TASK DETAILS: Write out the records below word for word, please.

--- LISTED ENTRIES Enclosed Below ---

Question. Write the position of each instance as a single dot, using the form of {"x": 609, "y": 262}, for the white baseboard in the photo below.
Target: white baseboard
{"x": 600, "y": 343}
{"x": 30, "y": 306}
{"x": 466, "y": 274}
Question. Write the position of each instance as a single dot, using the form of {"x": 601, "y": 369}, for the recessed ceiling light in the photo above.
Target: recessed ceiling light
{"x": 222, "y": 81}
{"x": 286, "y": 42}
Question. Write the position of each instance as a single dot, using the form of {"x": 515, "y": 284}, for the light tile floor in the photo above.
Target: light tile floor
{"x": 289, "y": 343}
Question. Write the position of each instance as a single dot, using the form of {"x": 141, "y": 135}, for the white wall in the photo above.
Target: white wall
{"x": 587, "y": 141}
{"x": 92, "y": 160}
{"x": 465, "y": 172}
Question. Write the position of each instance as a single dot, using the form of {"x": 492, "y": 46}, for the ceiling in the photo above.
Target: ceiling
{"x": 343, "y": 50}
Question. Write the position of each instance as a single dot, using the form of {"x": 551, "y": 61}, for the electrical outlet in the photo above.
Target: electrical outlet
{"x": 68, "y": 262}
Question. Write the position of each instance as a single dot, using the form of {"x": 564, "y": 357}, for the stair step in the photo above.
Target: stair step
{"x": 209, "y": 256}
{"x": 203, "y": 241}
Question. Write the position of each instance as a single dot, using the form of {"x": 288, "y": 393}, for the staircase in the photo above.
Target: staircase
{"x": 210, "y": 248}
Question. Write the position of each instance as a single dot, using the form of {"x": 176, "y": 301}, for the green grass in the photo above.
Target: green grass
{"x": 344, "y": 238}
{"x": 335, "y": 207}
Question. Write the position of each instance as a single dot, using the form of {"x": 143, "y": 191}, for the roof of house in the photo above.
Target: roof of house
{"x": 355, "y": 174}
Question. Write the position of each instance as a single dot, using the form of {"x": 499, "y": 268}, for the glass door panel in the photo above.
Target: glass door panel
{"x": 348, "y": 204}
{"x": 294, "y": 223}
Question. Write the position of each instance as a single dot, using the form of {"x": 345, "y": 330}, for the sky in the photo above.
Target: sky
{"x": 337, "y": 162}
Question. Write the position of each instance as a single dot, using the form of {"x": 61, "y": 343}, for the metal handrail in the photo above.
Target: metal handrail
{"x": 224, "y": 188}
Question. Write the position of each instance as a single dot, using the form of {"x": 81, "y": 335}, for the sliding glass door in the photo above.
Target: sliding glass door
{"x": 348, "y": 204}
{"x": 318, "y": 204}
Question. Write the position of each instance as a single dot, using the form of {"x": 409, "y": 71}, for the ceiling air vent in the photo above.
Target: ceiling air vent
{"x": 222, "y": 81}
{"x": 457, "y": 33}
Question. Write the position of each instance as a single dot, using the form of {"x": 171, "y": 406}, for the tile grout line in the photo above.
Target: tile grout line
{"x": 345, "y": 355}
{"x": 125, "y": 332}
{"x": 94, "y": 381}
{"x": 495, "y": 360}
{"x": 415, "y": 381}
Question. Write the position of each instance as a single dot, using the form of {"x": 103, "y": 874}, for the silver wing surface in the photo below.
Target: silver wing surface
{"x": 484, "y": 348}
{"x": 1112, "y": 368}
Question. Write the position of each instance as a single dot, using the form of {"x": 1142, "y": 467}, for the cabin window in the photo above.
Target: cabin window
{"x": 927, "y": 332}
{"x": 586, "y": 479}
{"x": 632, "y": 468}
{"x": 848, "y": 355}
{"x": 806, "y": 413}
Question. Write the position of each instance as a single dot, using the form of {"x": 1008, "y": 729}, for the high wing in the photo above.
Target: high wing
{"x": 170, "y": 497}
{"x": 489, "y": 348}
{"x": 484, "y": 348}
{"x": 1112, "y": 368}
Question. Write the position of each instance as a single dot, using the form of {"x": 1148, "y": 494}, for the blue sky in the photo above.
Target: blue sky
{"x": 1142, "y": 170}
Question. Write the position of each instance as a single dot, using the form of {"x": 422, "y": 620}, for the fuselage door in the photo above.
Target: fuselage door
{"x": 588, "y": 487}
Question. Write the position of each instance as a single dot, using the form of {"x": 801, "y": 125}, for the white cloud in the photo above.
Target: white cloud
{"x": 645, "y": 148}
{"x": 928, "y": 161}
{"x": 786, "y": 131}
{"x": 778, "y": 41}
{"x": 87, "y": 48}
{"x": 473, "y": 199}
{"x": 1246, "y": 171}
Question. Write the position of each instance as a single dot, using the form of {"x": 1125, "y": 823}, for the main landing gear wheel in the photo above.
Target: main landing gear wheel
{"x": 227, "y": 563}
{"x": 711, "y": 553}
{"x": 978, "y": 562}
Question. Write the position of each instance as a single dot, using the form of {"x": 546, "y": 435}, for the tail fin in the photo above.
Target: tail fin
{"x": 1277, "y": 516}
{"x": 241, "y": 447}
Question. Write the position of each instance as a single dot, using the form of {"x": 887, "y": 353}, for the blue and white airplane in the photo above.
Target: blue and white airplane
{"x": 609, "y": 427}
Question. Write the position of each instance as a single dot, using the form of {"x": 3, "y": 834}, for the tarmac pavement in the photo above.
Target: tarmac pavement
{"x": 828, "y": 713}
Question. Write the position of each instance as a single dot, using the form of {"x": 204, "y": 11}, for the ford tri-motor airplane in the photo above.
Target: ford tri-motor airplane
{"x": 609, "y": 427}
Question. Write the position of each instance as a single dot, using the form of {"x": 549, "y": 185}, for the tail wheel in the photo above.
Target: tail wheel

--- End of Enclosed LISTED ENTRIES ---

FINAL ANSWER:
Question. Write the position of each instance as a single dot, using the form of {"x": 609, "y": 262}, for the white baseboard in the photo below.
Target: white baseboard
{"x": 600, "y": 343}
{"x": 30, "y": 306}
{"x": 466, "y": 274}
Question. Write the position of each instance as a single dot, using the form of {"x": 601, "y": 369}, for the recessed ceiling light in the photo above.
Target: recessed ceiling light
{"x": 222, "y": 81}
{"x": 286, "y": 42}
Question. Write the position of each instance as a single dot, using the form of {"x": 515, "y": 284}, for the light tile floor in the photo above.
Target: light tile floor
{"x": 289, "y": 343}
Question. Write the position of each instance as a single dot, using the form of {"x": 141, "y": 135}, for the white wall in the photo above.
Target: white wall
{"x": 587, "y": 141}
{"x": 92, "y": 160}
{"x": 465, "y": 172}
Question. Write the position of each instance as a single dot, using the form of {"x": 492, "y": 46}, for the ceiling in the photo above.
Target: ceiling
{"x": 343, "y": 50}
Question. Write the position of each instance as a single dot, using the form of {"x": 551, "y": 61}, for the electrical outlet in the photo above.
Target: electrical outlet
{"x": 68, "y": 262}
Question. Write the position of each instance as a single dot, using the form of {"x": 564, "y": 357}, for the stair step in the photo above.
Target: stair step
{"x": 209, "y": 256}
{"x": 203, "y": 241}
Question. Write the position of each instance as a single dot, using the form of {"x": 288, "y": 393}, for the staircase in the photo above.
Target: staircase
{"x": 210, "y": 248}
Question. Write the position of each instance as a single dot, using the form of {"x": 176, "y": 301}, for the green grass in the photo above.
Target: green grass
{"x": 344, "y": 238}
{"x": 335, "y": 207}
Question. Write the position of each instance as a single dot, using the form of {"x": 143, "y": 191}, for the roof of house in the photo above.
Target: roof of house
{"x": 355, "y": 174}
Question. Write the position of each instance as a single dot, using the form of {"x": 499, "y": 268}, for the glass door panel in the photo above.
Target: glass door panel
{"x": 348, "y": 204}
{"x": 294, "y": 223}
Question. Write the position of each instance as a single dot, using the form of {"x": 345, "y": 330}, for the sky in the photo above.
Target: sky
{"x": 337, "y": 162}
Question. Write the position of each instance as a single dot, using the form of {"x": 61, "y": 343}, for the metal handrail in the photo above.
Target: metal handrail
{"x": 224, "y": 188}
Question. Write the position of each instance as a single dot, using the form of {"x": 81, "y": 335}, for the sliding glass door in the photo above.
Target: sliding glass door
{"x": 348, "y": 204}
{"x": 318, "y": 204}
Question. Write the position of each instance as a single dot, using the form of {"x": 409, "y": 71}, for the ceiling air vent in the photo above.
Target: ceiling air vent
{"x": 222, "y": 81}
{"x": 457, "y": 33}
Question. Write the position of each instance as a single dot, using the form of {"x": 171, "y": 406}, for the tile grout line in the photo above.
Target: tile grout line
{"x": 345, "y": 355}
{"x": 125, "y": 332}
{"x": 94, "y": 381}
{"x": 495, "y": 360}
{"x": 415, "y": 381}
Question. Write the position of each instance as a single dot, using the form of {"x": 103, "y": 874}, for the silver wing surface in the photo below.
Target: silver wing surface
{"x": 484, "y": 348}
{"x": 1112, "y": 368}
Question. Write the position of each instance as a single dot, using the form of {"x": 1142, "y": 467}, for the cabin window in the photo above.
Target: cabin window
{"x": 927, "y": 332}
{"x": 586, "y": 479}
{"x": 632, "y": 468}
{"x": 848, "y": 355}
{"x": 806, "y": 413}
Question. Write the position of each instance as a single dot, using the form of {"x": 1008, "y": 729}, for the high wing in the photo above.
Target: high wing
{"x": 170, "y": 497}
{"x": 489, "y": 348}
{"x": 484, "y": 348}
{"x": 1112, "y": 368}
Question. Write the position of each instance as a single dot, using the form of {"x": 1148, "y": 494}, for the blue sky in the photo above.
Target: blue sky
{"x": 1142, "y": 170}
Question. Write the position of each instance as a single dot, using the form of {"x": 422, "y": 620}, for the fuselage door in the photo above.
Target: fuselage door
{"x": 588, "y": 487}
Question. Write the position of each instance as a single dot, using the form of {"x": 801, "y": 125}, for the white cloud in the photo above.
Target: white cloud
{"x": 645, "y": 148}
{"x": 928, "y": 161}
{"x": 786, "y": 131}
{"x": 778, "y": 41}
{"x": 87, "y": 48}
{"x": 473, "y": 199}
{"x": 1246, "y": 171}
Question. Write the position of each instance as a single dot, using the form of {"x": 1125, "y": 823}, for the main landing gear wheel in the photo above.
Target: main landing gear wheel
{"x": 227, "y": 563}
{"x": 711, "y": 553}
{"x": 978, "y": 562}
Question. Write the position of each instance as a single dot, using the form of {"x": 546, "y": 435}, for the tail fin in the photo above.
Target: tail fin
{"x": 1277, "y": 516}
{"x": 241, "y": 447}
Question. Write the position of each instance as a single dot, using the form of {"x": 887, "y": 353}, for the blue and white airplane in the photo above.
Target: blue and white airplane
{"x": 609, "y": 427}
Question. Write the position of each instance as a single dot, using the form of {"x": 3, "y": 834}, for the tarmac pavement in the photo above.
Target: tarmac pavement
{"x": 828, "y": 713}
Question. Write the position of each instance as a single dot, using the form of {"x": 204, "y": 11}, for the ford tri-motor airplane in the photo above.
Target: ford tri-motor airplane
{"x": 609, "y": 427}
Question. Write the position of each instance as a single dot, using the form of {"x": 549, "y": 185}, for the tail wheel in the photo above.
Target: tail wheel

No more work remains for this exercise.